Business Law · Haute Lawyer Network
What Is a Material Adverse Change Clause in a Business Deal?
Last reviewed: June 2026
A Material Adverse Change (MAC) or Material Adverse Effect (MAE) clause is a provision in a merger, acquisition, or financing agreement that allows one party — typically the buyer or lender — to walk away from the transaction if the target company experiences a significant negative change between the signing and closing of the deal.
MAC clauses are one of the most heavily negotiated provisions in deal documents and among the most litigated when deals fall apart.
The clause defines what constitutes a MAC — typically a change that has a materially adverse effect on the business, financial condition, or results of operations of the target — and includes extensive carve-outs for changes that do not count, such as general economic conditions, industry-wide changes, changes in financial markets, and acts of war or terrorism.
Invoking a MAC clause to terminate a deal is high-stakes — courts have set a high bar for what qualifies.
Frequently Asked Questions
How have courts interpreted MAC clauses?
Courts — particularly Delaware courts — have held that a MAC must represent a significant deterioration in the target's long-term earnings power, not just short-term disruptions. The bar for successfully invoking a MAC to terminate a deal is very high.
What events are typically carved out from MAC definitions?
General economic conditions, changes in capital markets or credit availability, industry-wide changes, changes in law or regulation, changes in accounting standards, natural disasters, acts of war, and changes resulting from announcement of the transaction itself.
Can COVID-19 type events qualify as a MAC?
Delaware courts have generally held that pandemic-type events are carved out as general economic or industry-wide conditions — making it very difficult for buyers to invoke MAC clauses based on pandemic impacts alone.
What happens when a MAC is successfully invoked?
The party invoking the MAC walks away from the transaction, typically without paying a termination fee. If the other party disputes the MAC invocation, litigation typically follows.
What is a termination fee?
A fee paid by the party that terminates a deal — to compensate the other party for its costs and lost opportunity. Termination fees are typically 2-4% of the deal value and are the alternative to attempting to enforce the deal in court.

## ABOUT THIS EXERCISE
Write out word for word the part of the MAC clause article that begins at the words "What happens when" and stops after "a termination fee?".

## EXTRACTED MATERIAL
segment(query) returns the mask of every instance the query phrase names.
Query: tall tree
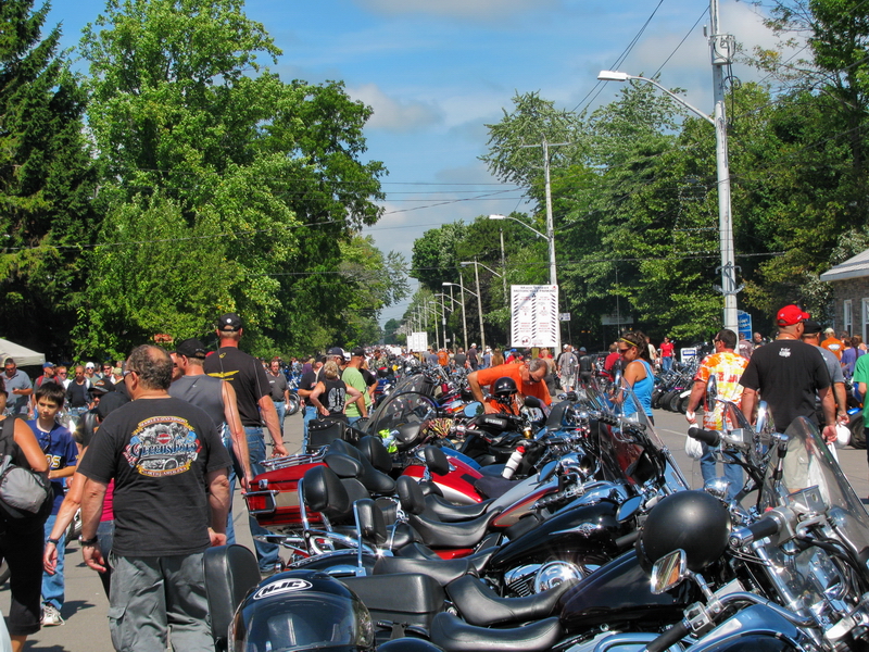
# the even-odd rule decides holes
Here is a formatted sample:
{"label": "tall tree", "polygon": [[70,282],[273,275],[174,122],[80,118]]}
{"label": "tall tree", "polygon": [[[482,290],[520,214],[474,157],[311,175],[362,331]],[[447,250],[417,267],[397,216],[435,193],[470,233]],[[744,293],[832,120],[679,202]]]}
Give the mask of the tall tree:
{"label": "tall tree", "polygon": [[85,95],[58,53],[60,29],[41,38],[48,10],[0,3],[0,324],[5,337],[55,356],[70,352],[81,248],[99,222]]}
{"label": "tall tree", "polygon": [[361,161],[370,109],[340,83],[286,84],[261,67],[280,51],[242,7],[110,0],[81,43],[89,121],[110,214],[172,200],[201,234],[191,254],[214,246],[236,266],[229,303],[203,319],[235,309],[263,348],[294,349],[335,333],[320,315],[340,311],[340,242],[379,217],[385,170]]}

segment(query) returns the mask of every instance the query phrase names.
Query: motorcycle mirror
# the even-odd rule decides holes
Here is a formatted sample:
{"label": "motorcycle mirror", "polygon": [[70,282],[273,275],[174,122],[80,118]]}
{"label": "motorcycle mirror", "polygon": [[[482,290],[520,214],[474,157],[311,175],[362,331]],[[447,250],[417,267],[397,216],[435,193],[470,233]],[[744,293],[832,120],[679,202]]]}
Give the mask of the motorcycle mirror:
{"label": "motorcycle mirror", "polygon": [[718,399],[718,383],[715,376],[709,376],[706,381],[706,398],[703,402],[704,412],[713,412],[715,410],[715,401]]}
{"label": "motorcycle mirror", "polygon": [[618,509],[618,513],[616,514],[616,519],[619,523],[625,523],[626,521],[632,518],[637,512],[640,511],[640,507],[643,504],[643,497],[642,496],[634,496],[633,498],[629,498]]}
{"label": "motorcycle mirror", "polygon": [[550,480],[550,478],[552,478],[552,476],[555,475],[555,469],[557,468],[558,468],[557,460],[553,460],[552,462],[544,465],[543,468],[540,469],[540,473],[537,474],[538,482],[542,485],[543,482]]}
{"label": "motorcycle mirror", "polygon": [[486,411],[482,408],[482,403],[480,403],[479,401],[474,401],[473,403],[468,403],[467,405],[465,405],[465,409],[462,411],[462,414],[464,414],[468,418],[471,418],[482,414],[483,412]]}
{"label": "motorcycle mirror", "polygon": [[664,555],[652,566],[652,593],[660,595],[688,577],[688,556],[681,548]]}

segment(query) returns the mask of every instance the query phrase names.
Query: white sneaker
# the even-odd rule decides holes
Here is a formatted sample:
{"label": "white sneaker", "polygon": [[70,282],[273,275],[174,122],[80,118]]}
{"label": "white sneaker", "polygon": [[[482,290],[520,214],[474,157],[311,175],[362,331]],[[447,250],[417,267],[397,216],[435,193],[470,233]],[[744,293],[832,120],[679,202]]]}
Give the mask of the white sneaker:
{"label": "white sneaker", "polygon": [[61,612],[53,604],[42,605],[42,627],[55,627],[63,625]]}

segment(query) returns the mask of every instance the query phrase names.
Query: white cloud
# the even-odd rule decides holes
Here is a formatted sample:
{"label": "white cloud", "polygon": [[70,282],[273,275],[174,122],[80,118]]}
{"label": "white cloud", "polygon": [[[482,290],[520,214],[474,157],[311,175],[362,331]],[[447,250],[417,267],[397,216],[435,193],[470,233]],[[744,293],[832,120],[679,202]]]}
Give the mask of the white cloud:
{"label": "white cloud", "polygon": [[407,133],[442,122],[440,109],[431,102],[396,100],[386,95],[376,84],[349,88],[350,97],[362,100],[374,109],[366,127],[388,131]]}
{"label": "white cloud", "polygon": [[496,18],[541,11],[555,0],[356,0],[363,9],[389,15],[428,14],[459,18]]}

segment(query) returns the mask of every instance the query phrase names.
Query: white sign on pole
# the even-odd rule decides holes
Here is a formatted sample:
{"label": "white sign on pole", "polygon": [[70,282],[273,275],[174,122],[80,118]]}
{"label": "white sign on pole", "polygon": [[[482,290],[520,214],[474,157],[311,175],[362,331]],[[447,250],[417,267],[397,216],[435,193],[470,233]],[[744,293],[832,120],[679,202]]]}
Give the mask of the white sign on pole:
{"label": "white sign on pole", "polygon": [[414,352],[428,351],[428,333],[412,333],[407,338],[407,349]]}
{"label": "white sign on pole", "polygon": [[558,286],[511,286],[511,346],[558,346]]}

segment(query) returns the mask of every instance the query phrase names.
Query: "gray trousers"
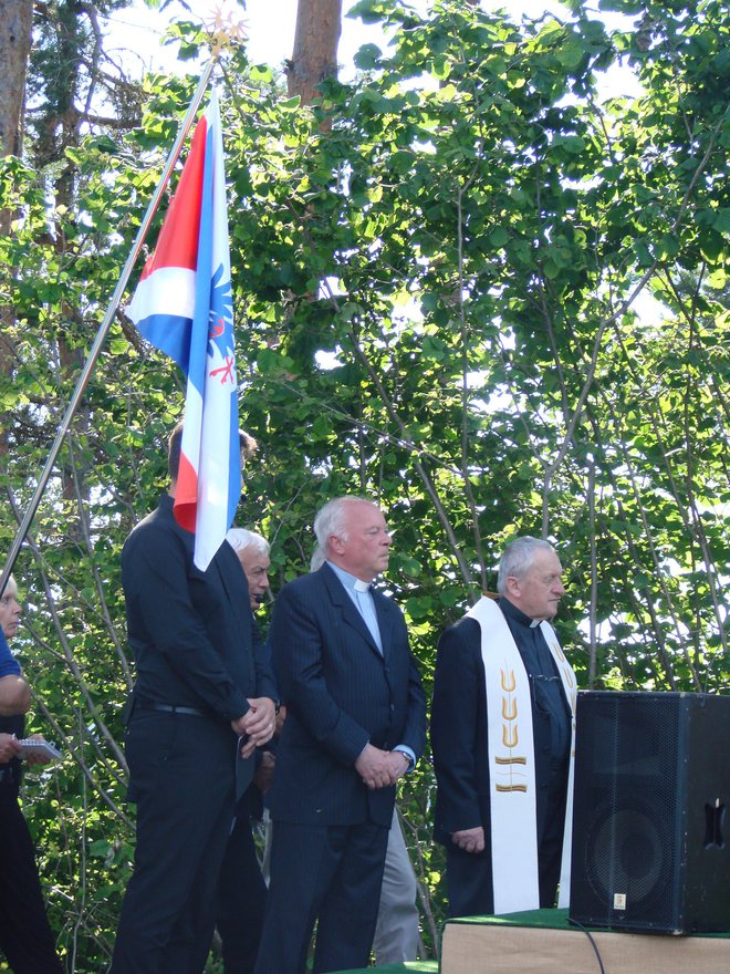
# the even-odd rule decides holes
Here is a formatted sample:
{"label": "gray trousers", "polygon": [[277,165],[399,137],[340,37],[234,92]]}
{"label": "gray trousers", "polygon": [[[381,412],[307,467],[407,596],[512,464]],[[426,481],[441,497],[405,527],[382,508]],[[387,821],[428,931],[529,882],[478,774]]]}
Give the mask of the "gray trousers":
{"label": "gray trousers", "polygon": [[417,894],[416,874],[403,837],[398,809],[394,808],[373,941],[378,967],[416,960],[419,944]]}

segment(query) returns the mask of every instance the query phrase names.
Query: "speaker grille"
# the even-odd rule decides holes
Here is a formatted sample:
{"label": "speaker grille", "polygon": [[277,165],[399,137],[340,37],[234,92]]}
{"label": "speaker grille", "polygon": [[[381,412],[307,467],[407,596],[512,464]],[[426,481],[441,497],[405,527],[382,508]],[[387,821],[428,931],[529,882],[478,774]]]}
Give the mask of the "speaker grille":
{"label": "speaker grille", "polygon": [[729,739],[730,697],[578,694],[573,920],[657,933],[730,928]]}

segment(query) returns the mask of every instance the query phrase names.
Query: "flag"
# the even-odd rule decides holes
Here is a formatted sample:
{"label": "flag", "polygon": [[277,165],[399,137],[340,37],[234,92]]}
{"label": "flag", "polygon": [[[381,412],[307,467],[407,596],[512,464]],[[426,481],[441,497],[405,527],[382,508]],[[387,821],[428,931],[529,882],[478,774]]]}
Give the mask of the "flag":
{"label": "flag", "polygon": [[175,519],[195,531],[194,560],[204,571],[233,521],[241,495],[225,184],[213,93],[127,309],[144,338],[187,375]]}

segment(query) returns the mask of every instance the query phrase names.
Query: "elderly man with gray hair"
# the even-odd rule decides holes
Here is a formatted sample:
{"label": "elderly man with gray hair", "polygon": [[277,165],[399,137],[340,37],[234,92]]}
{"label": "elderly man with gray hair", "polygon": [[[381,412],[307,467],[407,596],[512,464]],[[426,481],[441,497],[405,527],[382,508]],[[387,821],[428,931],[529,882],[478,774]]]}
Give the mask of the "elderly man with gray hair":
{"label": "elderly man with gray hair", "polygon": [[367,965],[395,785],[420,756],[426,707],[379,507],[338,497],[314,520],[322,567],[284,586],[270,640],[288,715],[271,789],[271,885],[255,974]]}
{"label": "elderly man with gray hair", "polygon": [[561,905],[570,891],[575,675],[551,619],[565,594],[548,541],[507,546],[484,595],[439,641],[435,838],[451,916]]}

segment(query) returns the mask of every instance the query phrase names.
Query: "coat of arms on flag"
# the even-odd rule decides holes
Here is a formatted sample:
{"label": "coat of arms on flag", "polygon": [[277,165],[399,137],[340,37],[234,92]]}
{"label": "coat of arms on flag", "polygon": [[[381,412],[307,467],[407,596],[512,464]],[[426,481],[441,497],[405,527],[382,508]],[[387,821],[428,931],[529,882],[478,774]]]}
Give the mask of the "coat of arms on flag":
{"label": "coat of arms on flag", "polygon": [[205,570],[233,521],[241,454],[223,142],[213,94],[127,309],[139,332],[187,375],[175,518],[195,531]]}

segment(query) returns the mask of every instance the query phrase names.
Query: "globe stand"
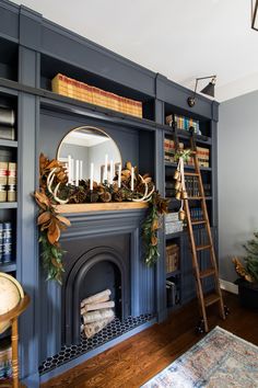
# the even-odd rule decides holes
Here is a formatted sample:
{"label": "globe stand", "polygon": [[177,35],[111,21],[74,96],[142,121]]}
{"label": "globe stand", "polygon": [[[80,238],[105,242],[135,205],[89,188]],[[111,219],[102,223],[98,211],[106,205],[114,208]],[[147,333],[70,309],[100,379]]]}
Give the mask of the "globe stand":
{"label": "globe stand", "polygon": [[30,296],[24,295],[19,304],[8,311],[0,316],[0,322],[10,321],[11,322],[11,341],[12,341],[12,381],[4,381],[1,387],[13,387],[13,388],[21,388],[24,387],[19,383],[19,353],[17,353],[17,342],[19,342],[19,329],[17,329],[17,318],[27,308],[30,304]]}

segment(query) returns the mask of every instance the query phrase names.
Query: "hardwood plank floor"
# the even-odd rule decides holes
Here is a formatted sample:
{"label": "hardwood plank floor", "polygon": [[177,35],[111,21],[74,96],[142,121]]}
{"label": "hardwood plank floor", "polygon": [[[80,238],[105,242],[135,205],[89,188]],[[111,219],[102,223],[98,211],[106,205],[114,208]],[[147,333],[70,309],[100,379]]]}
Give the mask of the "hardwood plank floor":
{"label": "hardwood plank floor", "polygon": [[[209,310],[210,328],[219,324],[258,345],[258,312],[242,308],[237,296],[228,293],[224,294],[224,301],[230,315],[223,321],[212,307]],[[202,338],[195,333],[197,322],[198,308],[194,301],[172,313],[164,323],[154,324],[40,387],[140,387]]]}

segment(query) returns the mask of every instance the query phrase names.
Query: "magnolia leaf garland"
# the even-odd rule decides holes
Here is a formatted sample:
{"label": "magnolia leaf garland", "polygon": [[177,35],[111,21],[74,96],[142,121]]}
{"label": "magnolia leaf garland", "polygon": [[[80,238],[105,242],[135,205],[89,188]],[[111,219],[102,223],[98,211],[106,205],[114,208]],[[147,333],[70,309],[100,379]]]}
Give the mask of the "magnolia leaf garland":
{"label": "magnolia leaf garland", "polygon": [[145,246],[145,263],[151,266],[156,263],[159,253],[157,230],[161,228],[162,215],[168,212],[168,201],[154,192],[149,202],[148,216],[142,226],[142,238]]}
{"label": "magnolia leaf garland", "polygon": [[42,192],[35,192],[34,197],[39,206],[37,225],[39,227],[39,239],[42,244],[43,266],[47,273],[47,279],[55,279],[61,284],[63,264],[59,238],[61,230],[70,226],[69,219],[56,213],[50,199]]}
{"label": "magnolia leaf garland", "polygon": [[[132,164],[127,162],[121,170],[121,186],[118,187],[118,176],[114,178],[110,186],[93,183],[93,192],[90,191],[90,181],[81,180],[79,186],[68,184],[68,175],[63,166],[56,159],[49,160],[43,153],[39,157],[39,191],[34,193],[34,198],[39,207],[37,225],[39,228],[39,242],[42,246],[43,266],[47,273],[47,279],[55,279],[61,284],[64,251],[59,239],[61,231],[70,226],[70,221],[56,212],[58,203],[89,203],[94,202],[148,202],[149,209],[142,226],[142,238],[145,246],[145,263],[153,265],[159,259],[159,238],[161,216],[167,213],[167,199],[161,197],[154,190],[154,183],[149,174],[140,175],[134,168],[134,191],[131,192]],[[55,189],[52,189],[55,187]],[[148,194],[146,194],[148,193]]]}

## RESULT BELOW
What happens when a MAC is successfully invoked?
The party invoking the MAC walks away from the transaction, typically without paying a termination fee. If the other party disputes the MAC invocation, litigation typically follows.
What is a termination fee?